» TEKS DOKUMEN
====

Jakarta, Gempita.co – Realisasi anggaran belanja daerah sampai Agustus 2021 jauh lebih rendah dari APBN 2020. Sampai bulan September 2021, masih ada 190 triliun lebih dana pemda yang mangkrak di perbankan.
“Jadi, tidak ada perubahan pola penganggarannya,” kata Direktur Center of Economic and Law Studies (Celios) Bhima Yudhistira saat menjadi narasumber dalam webinar bertajuk “Tata Kelola Ekonomi Daerah Pasca Pandemi COVID-19” yang disiarkan secara langsung dalam kanal YouTube KPPOD Jakarta, dipantau dari Jakarta, Jumat.
Menurutnya pada saat sebelum ataupun ketika pandemi COVID-19 muncul pun tidak ada perbedaan pola penganggaran belanja daerah sehingga masalah daya serap anggaran itu adalah masalah lama yang belum terselesaikan.
Dengan demikian, Bhima berpendapat tata kelola ekonomi di Indonesia masih cukup mengecewakan karena baik pemerintah pusat maupun daerah kurang responsif dan waspada terhadap ancaman krisis di bidang perekonomian yang ada.
Dengan kata lain, lanjutnya, pemerintah pusat ataupun daerah belum memiliki sense of crisis yang besar. Dalam konteks pandemi COVID-19, sense of crisis itu merupakan kepekaan dalam menghadapi krisis kesehatan dan ekonomi yang ada.
Bhima menilai masih banyak pemerintah daerah yang menahan realisasi anggaran karena merasa khawatir dikriminalisasi ataupun takut melakukan kekeliruan dalam melalui aturan administrasi.
“Padahal, itu sudah dianulir oleh Kementerian Keuangan bahwa ada pendampingan dari BPK, Kejaksaan, dan Kemenkeu untuk memastikan dari awal pemerintah daerah itu tidak mengalami masalah teknis yang bisa mengarah pada temuan kesalahan audit dari BPK,” tuturnya dikutip dari Sinar Harapan.co.id.
Oleh karena itu dalam webinar yang diselenggarakan oleh Komite Pemantauan Pelaksanaan Otonomi Daerah (KPPOD) dan Populi Center tersebut, Bhima berharap pemerintah daerah dapat segera mengoptimalkan daya serap anggaran belanja daerah. Langka itu sejalan pula untuk memulihkan ekonomi nasional pascapandemi COVID-19.

====

» CUPLIKAN DATA
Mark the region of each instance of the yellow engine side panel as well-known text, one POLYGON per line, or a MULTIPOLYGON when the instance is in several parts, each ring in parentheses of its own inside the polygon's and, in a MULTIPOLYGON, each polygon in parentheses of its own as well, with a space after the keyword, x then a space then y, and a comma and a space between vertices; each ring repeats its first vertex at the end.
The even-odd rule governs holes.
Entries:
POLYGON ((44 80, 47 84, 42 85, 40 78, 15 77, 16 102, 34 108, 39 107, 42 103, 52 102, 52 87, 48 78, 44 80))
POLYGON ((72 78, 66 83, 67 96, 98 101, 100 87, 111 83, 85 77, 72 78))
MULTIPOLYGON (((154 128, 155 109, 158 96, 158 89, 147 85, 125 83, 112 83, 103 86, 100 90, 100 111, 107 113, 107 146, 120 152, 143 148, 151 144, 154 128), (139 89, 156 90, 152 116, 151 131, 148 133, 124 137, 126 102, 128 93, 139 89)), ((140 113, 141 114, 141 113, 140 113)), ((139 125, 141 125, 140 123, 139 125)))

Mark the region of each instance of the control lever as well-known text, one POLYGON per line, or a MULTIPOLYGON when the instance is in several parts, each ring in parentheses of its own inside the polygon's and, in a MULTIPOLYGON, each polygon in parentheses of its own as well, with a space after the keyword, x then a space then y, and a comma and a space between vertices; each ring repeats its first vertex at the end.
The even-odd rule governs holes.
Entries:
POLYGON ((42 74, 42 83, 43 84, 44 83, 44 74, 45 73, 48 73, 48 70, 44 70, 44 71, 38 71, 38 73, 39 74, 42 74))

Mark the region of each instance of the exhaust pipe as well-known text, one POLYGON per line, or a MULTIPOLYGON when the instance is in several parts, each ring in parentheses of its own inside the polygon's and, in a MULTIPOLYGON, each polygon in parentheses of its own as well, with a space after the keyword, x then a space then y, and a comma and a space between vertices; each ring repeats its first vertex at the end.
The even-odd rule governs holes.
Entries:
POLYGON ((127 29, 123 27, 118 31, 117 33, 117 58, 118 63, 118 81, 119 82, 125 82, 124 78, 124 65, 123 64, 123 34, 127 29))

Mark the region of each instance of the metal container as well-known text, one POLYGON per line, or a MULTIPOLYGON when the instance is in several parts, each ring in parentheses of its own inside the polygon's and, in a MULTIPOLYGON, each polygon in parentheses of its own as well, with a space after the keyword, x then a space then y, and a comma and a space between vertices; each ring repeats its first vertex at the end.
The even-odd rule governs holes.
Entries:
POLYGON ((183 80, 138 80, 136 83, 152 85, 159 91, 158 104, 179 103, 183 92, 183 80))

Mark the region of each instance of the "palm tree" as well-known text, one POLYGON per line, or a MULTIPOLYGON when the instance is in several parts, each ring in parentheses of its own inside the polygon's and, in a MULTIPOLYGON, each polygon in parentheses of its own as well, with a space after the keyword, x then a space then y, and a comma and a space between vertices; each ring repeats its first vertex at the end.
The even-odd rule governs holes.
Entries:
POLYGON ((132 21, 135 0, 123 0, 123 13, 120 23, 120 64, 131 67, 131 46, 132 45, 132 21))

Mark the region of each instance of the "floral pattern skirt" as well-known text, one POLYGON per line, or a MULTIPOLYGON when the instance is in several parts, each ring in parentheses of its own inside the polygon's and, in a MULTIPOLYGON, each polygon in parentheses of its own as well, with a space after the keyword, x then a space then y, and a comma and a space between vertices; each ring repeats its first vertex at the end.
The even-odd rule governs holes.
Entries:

====

» PEKERJAAN YANG DIMINTA
Salin tanpa perubahan bagian teks tentang serapan anggaran daerah yang terletak antara "Jakarta, Gempita.co –" dan "mangkrak di perbankan.", kedua kutipan itu ikut disalin.

» HASIL LATIHAN
Jakarta, Gempita.co – Realisasi anggaran belanja daerah sampai Agustus 2021 jauh lebih rendah dari APBN 2020. Sampai bulan September 2021, masih ada 190 triliun lebih dana pemda yang mangkrak di perbankan.